# Task prompt
Please filter the data below down to the lines holding the string "query".

++++ Provided entries ++++

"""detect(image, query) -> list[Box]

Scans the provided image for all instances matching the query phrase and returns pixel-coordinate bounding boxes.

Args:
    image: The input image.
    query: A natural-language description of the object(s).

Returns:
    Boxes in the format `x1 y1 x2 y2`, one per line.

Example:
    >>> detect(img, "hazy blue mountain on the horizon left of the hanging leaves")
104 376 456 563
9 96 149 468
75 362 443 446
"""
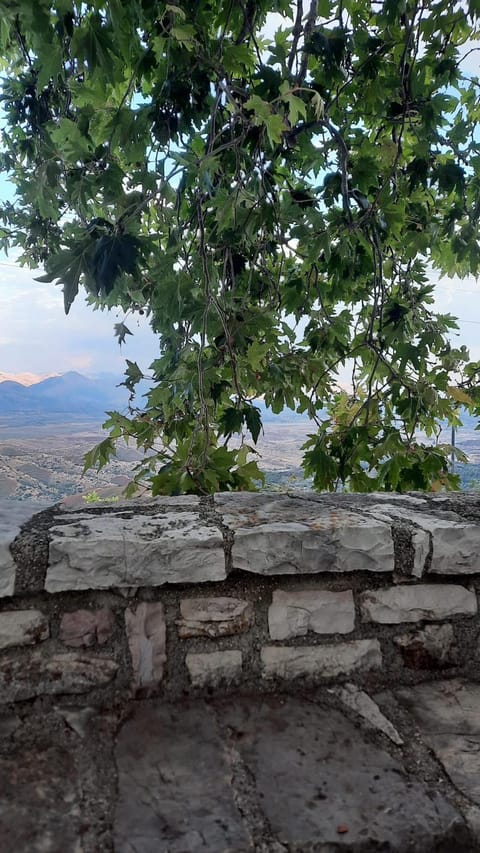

++++

# Written solution
"""detect(image, query) -> list[Box]
Scans the provided image for all instances matching the query phrase and returns pixel-coordinate bounding boxes.
    query: A natural-language description of the object(s).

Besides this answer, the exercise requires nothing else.